Tasks to complete>
1) According to the Afghanistan report, how many troops is Obama withdrawing by the end of this year?
2) Translate this sentence from the Afghanistan report into Spanish: "But that means almost 70,000 U.S. troops will remain in an unstable country, fighting in a war bound to see more Americans killed."
3) Decide whether each statement agrees with the Afghanistan report, answering yes or no and quoting the deciding words: (a) The extra forces were ordered to Afghanistan in December 2009. (b) The U.S. and NATO combat mission is expected to end in September 2012. (c) The security team claims Afghanistan is still a launching pad for exporting terrorism.

Extract>
****
THIS IS A BREAKING NEWS UPDATE. Check back soon for further information. AP's earlier story is below.

Pulling home more than 30,000 Americans he sent to war, President Barack Obama planned to announce Wednesday night that the "surge" forces he ordered into Afghanistan would be out by next summer, hastening the end of a conflict that has been more costly and deadly than ever imagined.

In an address to the nation, Obama was to say he is withdrawing 10,000 troops by the end of this year, and more than 20,000 in addition no later than September 2012, according to administration officials. That accounts for all of the extra forces he ordered to Afghanistan in December 2009 to turn around a flailing war effort and help embattled Afghan forces prepare to lead their own country.

But that means almost 70,000 U.S. troops will remain in an unstable country, fighting in a war bound to see more Americans killed.

The announced drawdown, at a time when the public has turned decidedly against the war, will be complete just months before the president goes before voters in his bid for a second term. It remains unclear when Obama will bring home remaining forces, but the U.S. and NATO combat mission is not expected to end until December 2014 - and even then, a sizable and enduring U.S. contingent may remain in a different role.

Obama's latest move is buttressed by the bold bottom line claimed by his security team: Afghanistan, training ground for the Sept. 11, 2001, attacks on America, is no longer a launching pad for exporting terrorism and hasn't been for years. Yet the White House insists that it must maintain a strong fighting force in Afghanistan to keep the country from slipping back into a haven for al-Qaida terrorists.
****
Items from a dataset
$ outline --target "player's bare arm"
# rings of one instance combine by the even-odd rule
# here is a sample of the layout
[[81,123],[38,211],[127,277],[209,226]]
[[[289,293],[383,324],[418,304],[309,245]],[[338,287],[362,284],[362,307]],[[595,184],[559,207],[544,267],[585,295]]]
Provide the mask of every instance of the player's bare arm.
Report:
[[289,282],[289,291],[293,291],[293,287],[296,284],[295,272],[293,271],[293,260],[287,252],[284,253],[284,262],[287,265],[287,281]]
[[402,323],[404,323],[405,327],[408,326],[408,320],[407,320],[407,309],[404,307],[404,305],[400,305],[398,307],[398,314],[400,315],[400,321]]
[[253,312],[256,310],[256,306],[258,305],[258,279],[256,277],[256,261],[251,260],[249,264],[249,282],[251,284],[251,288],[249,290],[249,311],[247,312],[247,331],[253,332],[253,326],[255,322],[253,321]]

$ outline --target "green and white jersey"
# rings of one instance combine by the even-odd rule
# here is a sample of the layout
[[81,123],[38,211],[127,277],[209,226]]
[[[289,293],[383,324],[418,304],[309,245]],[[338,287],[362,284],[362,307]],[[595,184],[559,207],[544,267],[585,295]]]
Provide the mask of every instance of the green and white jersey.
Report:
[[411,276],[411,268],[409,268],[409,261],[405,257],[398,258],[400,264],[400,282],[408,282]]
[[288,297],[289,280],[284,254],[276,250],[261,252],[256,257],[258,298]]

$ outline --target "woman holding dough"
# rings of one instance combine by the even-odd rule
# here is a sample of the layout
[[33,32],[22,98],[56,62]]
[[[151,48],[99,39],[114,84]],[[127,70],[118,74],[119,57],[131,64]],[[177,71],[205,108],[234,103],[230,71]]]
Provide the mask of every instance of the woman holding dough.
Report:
****
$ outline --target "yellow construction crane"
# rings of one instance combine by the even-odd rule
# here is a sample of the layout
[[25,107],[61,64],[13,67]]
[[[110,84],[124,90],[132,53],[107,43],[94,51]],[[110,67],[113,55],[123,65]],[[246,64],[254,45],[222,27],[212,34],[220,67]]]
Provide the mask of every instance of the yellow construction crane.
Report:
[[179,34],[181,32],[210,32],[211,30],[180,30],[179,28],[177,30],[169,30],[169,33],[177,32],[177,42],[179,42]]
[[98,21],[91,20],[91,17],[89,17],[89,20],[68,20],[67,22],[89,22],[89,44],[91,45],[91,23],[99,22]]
****
Solutions to the problems>
1) 10,000 troops.

2) Pero eso significa que casi 70.000 soldados estadounidenses permanecerán en un país inestable, combatiendo en una guerra en la que inevitablemente morirán más estadounidenses.

3)
(a) Yes: "all of the extra forces he ordered to Afghanistan in December 2009"
(b) No: "the U.S. and NATO combat mission is not expected to end until December 2014"
(c) No: "is no longer a launching pad for exporting terrorism and hasn't been for years"